[WHAT THE EXERCISE ASKS]: Transcribe each record exactly. Include every one.

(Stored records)
**********

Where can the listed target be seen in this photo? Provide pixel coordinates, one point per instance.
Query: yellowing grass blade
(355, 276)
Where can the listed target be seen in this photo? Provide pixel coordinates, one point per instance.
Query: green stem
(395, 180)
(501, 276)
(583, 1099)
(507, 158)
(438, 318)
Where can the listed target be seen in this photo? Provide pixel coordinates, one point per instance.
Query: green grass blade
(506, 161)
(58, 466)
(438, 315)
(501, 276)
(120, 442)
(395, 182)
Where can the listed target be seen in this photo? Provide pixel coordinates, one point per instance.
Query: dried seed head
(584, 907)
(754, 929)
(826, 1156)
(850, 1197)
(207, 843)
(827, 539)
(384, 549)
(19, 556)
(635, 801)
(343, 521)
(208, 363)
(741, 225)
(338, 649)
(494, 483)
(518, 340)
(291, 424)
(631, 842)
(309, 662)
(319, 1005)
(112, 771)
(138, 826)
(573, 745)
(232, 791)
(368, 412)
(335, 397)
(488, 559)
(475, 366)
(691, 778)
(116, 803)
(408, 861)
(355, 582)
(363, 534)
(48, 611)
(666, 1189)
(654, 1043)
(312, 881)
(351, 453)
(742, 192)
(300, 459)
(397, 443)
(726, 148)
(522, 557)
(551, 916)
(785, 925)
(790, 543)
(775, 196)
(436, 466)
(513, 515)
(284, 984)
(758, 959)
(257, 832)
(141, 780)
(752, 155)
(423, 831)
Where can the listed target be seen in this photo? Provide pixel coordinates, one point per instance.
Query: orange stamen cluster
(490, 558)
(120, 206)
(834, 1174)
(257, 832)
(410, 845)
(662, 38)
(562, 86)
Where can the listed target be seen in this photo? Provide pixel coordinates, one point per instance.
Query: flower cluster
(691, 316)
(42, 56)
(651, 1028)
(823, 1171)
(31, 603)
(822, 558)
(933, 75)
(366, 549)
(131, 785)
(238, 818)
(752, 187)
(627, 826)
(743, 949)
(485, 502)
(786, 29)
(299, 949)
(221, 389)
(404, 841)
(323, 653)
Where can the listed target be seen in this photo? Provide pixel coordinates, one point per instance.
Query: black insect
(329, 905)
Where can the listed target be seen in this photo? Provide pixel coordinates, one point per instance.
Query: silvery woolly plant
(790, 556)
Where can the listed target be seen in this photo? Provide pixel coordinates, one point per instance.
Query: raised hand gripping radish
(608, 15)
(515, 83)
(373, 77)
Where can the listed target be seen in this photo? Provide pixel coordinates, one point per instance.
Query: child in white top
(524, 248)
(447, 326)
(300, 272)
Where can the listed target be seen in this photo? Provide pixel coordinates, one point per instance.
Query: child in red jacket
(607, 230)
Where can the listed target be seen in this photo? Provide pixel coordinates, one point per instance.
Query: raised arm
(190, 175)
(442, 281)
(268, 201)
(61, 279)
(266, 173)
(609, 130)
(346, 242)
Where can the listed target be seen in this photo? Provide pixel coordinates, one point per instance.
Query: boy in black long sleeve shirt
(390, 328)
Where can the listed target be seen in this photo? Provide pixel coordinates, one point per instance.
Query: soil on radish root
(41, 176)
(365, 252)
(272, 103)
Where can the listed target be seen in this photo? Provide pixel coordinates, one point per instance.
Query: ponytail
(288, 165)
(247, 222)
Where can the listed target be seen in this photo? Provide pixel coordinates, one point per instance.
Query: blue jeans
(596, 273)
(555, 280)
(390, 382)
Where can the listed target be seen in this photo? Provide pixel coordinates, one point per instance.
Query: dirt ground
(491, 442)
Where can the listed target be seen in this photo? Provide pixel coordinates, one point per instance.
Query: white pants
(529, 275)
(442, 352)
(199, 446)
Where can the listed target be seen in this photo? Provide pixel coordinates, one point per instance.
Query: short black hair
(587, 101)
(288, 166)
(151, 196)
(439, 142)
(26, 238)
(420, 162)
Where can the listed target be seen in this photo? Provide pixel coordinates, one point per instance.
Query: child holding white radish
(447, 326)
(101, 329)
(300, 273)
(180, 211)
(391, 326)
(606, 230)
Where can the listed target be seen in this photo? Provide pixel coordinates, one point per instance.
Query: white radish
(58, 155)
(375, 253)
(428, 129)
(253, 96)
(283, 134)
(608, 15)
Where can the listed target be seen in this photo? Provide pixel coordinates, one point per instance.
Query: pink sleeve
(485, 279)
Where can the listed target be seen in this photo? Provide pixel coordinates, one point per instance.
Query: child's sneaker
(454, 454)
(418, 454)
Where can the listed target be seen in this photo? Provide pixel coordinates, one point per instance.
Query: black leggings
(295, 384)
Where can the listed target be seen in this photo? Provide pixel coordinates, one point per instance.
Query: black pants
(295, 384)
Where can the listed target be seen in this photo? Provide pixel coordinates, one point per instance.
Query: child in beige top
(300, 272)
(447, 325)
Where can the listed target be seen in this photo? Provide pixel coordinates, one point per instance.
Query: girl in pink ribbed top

**********

[RESULT BELOW]:
Where can the listed target be seen in this photo? Provide pixel coordinates, one point per instance.
Query: yellowing grass blade
(355, 276)
Where can the listed target be seen in this photo? Provide pixel coordinates, one point per instance.
Query: green stem
(395, 180)
(501, 276)
(583, 1099)
(507, 158)
(438, 318)
Where can the listed target be seen in this photo? Provide pixel coordinates, one point per instance.
Query: green grass blade
(506, 161)
(58, 466)
(438, 315)
(501, 276)
(120, 442)
(395, 182)
Where can the listed target be seen in this photo? Provide pixel coordinates, one point per instance.
Query: dried seed head
(584, 907)
(754, 929)
(826, 1156)
(850, 1197)
(207, 843)
(827, 539)
(384, 549)
(19, 556)
(635, 801)
(343, 521)
(208, 363)
(741, 225)
(338, 649)
(494, 483)
(518, 340)
(291, 424)
(631, 842)
(309, 662)
(319, 1005)
(112, 771)
(138, 826)
(573, 745)
(232, 791)
(368, 412)
(335, 397)
(488, 559)
(475, 366)
(691, 778)
(116, 803)
(408, 861)
(355, 582)
(363, 534)
(48, 611)
(666, 1189)
(654, 1043)
(312, 881)
(351, 453)
(742, 192)
(300, 459)
(397, 443)
(726, 148)
(522, 557)
(551, 916)
(785, 925)
(790, 543)
(775, 196)
(436, 466)
(513, 515)
(284, 984)
(758, 959)
(257, 832)
(141, 780)
(752, 155)
(423, 831)
Where can the listed target be seen in this photo? Provide pixel coordinates, one point per instance.
Query: orange stamen cluster
(490, 558)
(120, 206)
(834, 1174)
(257, 832)
(410, 845)
(662, 38)
(562, 86)
Where can the listed target be seen in this photo? Provide pixel coordinates, one point per instance.
Query: flower cluster
(691, 316)
(42, 56)
(651, 1028)
(823, 1171)
(31, 603)
(822, 558)
(933, 75)
(366, 549)
(131, 785)
(238, 818)
(752, 187)
(627, 826)
(743, 949)
(485, 502)
(786, 29)
(299, 949)
(221, 389)
(404, 841)
(323, 653)
Where can the listed target be seen in this photo? Provide pixel coordinates, one point per instance.
Query: black insect
(329, 905)
Where can the listed target be seen in this photo? Provide pixel coordinates, one point per instance.
Query: silvery woolly plant
(790, 556)
Where can the listed target be seen in this photo? Provide pixel coordinates, one point per instance.
Query: raised hand gripping radish
(608, 15)
(515, 83)
(373, 77)
Where can the listed target be seen in this photo? Provide pixel coordinates, one point per instance.
Query: child in white top
(524, 248)
(447, 326)
(300, 272)
Where can the listed target be seen in this photo? Provide pixel coordinates, one point per instance.
Query: child in red jacket
(607, 230)
Where can the listed target be seen in this photo? Provide pixel coordinates, one point per instance.
Query: raised arm
(190, 175)
(442, 281)
(268, 201)
(61, 279)
(266, 173)
(609, 130)
(346, 242)
Where can the listed target be seen in this photo? Provide pixel coordinates, one point per instance.
Query: boy in black long sleeve shirt
(390, 328)
Where can the listed target be seen in this photo? Provide pixel coordinates, one point per instance.
Query: soil on radish root
(41, 176)
(365, 252)
(272, 103)
Where can the listed target be seen in this photo? Provide pixel coordinates, one point per instance.
Query: ponytail
(288, 165)
(247, 222)
Where can the listed target be seen in this photo? Provide pixel coordinates, one point per instance.
Query: blue jeans
(596, 273)
(555, 280)
(390, 382)
Where can the listed target be seen in this photo? Provide pixel coordinates, one point per instance.
Query: dirt ground
(491, 442)
Where can the listed target be seen in this photo? Provide pixel coordinates, one point per instance.
Query: white pants
(529, 275)
(442, 352)
(199, 446)
Where can the listed target be seen in this photo? Provide pixel coordinates, one point per instance.
Query: short black hair
(587, 101)
(288, 166)
(151, 196)
(439, 142)
(26, 238)
(420, 162)
Where can the listed target be seen in this photo? Provide pixel coordinates, one point per instance.
Query: child holding white radish
(447, 326)
(101, 329)
(300, 273)
(180, 211)
(391, 326)
(606, 230)
Where can the listed target be seen in this photo? Provide pixel coordinates, one point per instance.
Query: white radish
(58, 155)
(375, 253)
(428, 129)
(253, 96)
(283, 134)
(608, 15)
Where can the listed target be seen in this photo? Provide pixel coordinates, one point per instance.
Query: pink sleeve
(485, 279)
Where can the listed target be seen in this photo? Provide pixel coordinates, one point per instance.
Query: child's sneaker
(454, 454)
(418, 454)
Where can the listed target be seen in this photo? Provide pixel coordinates, one point per instance.
Query: black leggings
(295, 384)
Where can the listed target be seen in this photo? Provide pixel coordinates, one point per instance.
Query: black pants
(295, 384)
Where can the listed target be seen in this photo? Provide pixel coordinates, one point per instance.
Query: child in beige top
(300, 272)
(447, 325)
Where can the listed target be seen in this photo? Provide pixel coordinates, one point per instance.
Query: girl in pink ribbed top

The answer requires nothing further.